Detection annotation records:
-----
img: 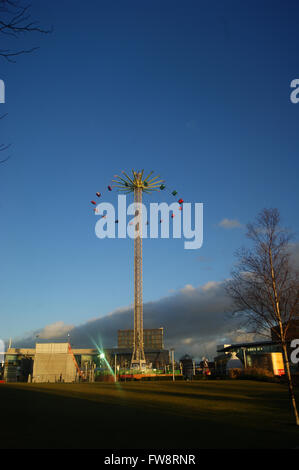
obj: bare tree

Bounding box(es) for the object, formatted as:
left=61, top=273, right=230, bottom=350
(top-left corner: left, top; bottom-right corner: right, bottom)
left=0, top=0, right=51, bottom=62
left=226, top=209, right=299, bottom=425
left=0, top=0, right=51, bottom=164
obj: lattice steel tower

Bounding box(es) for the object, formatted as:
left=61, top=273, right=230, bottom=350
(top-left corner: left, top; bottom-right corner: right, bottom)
left=113, top=170, right=163, bottom=369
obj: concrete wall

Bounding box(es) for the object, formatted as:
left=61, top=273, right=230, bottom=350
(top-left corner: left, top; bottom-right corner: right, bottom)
left=33, top=343, right=77, bottom=383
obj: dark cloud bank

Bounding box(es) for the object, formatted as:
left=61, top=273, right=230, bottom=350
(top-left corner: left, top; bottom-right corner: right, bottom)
left=13, top=244, right=299, bottom=359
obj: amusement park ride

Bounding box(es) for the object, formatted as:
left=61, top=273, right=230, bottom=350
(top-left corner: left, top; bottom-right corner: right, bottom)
left=91, top=170, right=184, bottom=370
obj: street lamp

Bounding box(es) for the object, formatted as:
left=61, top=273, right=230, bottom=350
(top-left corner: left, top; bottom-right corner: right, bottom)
left=170, top=348, right=175, bottom=382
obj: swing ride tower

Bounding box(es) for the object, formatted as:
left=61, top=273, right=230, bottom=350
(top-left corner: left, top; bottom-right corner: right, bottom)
left=113, top=170, right=163, bottom=369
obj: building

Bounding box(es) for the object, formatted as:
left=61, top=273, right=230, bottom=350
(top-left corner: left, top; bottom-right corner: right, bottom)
left=271, top=320, right=299, bottom=341
left=117, top=328, right=164, bottom=350
left=214, top=341, right=299, bottom=375
left=3, top=343, right=170, bottom=382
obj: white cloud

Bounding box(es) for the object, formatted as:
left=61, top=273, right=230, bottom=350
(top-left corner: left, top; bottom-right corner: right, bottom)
left=218, top=219, right=243, bottom=229
left=14, top=281, right=250, bottom=358
left=38, top=321, right=74, bottom=339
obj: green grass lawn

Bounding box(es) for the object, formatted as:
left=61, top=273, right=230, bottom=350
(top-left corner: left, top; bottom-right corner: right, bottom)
left=0, top=380, right=299, bottom=449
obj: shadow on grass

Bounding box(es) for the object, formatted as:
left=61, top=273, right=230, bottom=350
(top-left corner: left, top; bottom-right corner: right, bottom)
left=0, top=385, right=299, bottom=449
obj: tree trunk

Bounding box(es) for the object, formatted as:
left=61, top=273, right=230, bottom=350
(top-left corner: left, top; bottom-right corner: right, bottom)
left=281, top=340, right=299, bottom=426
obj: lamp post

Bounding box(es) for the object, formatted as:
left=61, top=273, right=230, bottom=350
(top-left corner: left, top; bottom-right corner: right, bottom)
left=171, top=348, right=175, bottom=382
left=114, top=353, right=117, bottom=382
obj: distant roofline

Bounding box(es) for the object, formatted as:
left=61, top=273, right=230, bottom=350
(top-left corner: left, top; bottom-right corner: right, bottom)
left=217, top=340, right=280, bottom=352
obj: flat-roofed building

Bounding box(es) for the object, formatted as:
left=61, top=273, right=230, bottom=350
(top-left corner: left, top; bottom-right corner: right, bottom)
left=117, top=328, right=164, bottom=350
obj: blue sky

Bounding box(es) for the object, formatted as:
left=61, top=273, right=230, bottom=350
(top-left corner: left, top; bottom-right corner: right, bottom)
left=0, top=0, right=299, bottom=344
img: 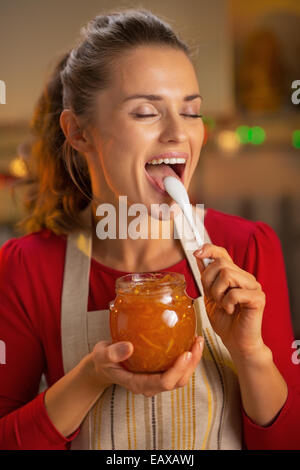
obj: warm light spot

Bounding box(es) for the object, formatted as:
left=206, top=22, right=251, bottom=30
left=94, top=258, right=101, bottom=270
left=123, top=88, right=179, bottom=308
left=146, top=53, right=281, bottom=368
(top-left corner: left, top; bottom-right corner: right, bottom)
left=9, top=157, right=26, bottom=178
left=293, top=129, right=300, bottom=149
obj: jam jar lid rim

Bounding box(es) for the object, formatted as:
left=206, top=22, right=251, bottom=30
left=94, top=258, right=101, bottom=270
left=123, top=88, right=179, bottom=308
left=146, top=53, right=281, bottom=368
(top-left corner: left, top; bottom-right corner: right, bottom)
left=116, top=271, right=186, bottom=290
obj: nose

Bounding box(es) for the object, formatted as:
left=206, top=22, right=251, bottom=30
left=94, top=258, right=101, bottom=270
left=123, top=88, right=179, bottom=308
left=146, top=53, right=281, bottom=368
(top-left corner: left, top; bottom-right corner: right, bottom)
left=160, top=115, right=188, bottom=143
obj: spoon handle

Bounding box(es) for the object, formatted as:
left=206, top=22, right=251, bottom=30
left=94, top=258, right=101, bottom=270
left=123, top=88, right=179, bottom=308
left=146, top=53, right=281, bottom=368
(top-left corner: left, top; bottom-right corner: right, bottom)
left=181, top=204, right=214, bottom=267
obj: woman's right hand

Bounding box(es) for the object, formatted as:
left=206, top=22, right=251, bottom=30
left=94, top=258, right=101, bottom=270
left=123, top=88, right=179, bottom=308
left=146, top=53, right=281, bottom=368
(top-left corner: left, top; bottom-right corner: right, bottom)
left=90, top=336, right=204, bottom=397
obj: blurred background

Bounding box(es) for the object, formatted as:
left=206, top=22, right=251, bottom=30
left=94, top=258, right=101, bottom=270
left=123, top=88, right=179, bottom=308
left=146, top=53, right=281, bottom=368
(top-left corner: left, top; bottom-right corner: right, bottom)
left=0, top=0, right=300, bottom=338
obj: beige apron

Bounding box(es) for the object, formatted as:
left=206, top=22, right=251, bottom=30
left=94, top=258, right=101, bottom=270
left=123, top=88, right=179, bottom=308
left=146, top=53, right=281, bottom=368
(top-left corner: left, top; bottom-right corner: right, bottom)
left=61, top=207, right=242, bottom=450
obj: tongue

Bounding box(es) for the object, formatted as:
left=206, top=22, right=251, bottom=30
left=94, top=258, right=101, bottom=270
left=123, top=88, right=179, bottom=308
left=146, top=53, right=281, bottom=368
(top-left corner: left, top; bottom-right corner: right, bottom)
left=146, top=163, right=179, bottom=191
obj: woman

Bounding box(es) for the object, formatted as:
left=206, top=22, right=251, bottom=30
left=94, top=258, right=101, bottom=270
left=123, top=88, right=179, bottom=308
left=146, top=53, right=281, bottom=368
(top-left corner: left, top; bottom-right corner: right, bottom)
left=0, top=11, right=300, bottom=449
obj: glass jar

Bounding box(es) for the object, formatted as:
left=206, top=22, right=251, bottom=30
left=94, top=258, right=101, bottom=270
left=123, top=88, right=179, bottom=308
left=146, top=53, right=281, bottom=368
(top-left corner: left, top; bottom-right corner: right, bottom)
left=109, top=272, right=196, bottom=373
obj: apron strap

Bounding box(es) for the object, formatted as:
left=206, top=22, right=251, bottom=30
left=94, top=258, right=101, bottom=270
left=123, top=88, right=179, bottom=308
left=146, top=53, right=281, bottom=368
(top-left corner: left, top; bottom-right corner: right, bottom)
left=61, top=208, right=92, bottom=374
left=174, top=204, right=212, bottom=298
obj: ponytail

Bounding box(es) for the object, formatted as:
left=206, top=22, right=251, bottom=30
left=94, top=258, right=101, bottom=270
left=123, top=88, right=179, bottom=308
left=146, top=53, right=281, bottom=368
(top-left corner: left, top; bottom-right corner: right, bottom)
left=18, top=53, right=91, bottom=234
left=19, top=10, right=190, bottom=239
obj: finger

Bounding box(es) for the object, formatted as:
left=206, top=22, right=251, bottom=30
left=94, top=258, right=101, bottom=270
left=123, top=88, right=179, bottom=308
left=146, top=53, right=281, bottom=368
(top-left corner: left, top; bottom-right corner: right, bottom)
left=176, top=336, right=204, bottom=387
left=93, top=341, right=133, bottom=365
left=209, top=267, right=259, bottom=303
left=221, top=289, right=266, bottom=314
left=193, top=243, right=232, bottom=273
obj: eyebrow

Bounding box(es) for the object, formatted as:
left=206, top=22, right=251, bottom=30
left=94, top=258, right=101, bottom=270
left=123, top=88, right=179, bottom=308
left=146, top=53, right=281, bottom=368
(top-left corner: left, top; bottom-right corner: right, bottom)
left=124, top=94, right=203, bottom=101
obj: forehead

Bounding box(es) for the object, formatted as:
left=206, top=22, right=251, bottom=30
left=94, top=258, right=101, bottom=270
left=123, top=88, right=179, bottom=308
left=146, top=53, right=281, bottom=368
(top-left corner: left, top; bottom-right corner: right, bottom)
left=111, top=46, right=199, bottom=96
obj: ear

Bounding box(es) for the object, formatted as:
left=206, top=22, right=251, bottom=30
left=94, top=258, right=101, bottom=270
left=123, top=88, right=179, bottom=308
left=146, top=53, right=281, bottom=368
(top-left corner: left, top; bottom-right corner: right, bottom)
left=59, top=109, right=93, bottom=154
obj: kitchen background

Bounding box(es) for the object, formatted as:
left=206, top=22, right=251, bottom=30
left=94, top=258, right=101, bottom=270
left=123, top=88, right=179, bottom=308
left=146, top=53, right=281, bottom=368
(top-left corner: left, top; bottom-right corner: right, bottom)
left=0, top=0, right=300, bottom=338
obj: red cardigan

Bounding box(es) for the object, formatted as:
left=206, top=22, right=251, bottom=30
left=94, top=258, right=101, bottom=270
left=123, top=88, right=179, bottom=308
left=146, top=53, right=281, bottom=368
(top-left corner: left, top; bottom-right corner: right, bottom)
left=0, top=209, right=300, bottom=450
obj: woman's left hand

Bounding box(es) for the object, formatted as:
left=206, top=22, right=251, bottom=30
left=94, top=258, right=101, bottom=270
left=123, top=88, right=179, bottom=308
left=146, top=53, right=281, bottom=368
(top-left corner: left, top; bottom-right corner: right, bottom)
left=193, top=243, right=266, bottom=356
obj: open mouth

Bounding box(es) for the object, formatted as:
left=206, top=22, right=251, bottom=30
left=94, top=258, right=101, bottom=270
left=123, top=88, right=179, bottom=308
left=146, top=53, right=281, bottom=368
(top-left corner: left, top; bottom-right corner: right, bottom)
left=145, top=163, right=186, bottom=194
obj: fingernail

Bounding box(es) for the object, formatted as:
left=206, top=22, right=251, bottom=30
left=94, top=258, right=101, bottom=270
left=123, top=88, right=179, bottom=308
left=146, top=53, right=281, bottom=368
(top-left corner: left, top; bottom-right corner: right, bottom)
left=198, top=338, right=204, bottom=351
left=184, top=351, right=192, bottom=362
left=114, top=343, right=129, bottom=358
left=194, top=248, right=203, bottom=256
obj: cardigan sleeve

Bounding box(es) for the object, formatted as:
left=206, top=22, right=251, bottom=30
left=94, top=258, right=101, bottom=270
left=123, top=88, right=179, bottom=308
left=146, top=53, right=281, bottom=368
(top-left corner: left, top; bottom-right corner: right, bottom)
left=0, top=239, right=79, bottom=450
left=243, top=222, right=300, bottom=450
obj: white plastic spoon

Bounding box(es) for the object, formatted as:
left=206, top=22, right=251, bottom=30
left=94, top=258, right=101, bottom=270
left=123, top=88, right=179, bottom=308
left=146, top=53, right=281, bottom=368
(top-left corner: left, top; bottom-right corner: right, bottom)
left=163, top=176, right=214, bottom=267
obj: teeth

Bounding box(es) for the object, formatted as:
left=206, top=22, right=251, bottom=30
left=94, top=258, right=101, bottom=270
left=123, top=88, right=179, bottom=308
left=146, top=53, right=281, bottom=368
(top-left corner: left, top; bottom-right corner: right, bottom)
left=147, top=158, right=186, bottom=165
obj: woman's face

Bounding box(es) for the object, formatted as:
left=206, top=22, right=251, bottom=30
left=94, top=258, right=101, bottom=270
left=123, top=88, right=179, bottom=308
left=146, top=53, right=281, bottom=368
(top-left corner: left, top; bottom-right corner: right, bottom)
left=89, top=46, right=204, bottom=209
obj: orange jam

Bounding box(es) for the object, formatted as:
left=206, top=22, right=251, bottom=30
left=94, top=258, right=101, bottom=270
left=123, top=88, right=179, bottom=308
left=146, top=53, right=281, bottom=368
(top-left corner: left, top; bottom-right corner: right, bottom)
left=110, top=272, right=196, bottom=373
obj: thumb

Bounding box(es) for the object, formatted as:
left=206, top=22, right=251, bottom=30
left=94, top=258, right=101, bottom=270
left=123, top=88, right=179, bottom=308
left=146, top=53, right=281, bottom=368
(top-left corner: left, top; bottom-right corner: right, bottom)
left=107, top=341, right=133, bottom=362
left=193, top=248, right=205, bottom=273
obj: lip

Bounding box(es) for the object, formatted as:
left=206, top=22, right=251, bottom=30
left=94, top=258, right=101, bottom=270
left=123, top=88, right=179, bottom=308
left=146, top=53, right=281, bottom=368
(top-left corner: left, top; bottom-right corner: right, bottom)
left=145, top=152, right=189, bottom=196
left=145, top=152, right=189, bottom=166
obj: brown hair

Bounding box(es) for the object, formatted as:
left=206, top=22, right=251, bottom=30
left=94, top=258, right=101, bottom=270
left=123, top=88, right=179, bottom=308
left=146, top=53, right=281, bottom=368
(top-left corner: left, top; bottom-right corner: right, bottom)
left=19, top=10, right=190, bottom=234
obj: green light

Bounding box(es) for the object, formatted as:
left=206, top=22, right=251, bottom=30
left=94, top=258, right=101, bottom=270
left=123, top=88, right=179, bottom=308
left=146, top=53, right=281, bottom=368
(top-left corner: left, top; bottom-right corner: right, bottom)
-----
Short exercise: Reproduce the lines of the material word for word, starting at the line that contains "obj: red cardigan" and ending at the line that contains "left=193, top=243, right=266, bottom=356", with both of those lines included.

Written response:
obj: red cardigan

Bounding box(es) for the object, formatted as:
left=206, top=22, right=251, bottom=30
left=94, top=258, right=101, bottom=270
left=123, top=88, right=179, bottom=308
left=146, top=53, right=281, bottom=368
(top-left corner: left, top; bottom-right corner: right, bottom)
left=0, top=209, right=300, bottom=450
obj: woman's left hand

Bounding box(es) for the object, formatted as:
left=206, top=22, right=251, bottom=30
left=94, top=258, right=101, bottom=270
left=123, top=88, right=179, bottom=308
left=146, top=53, right=281, bottom=368
(top-left corner: left, top; bottom-right corner: right, bottom)
left=193, top=243, right=266, bottom=356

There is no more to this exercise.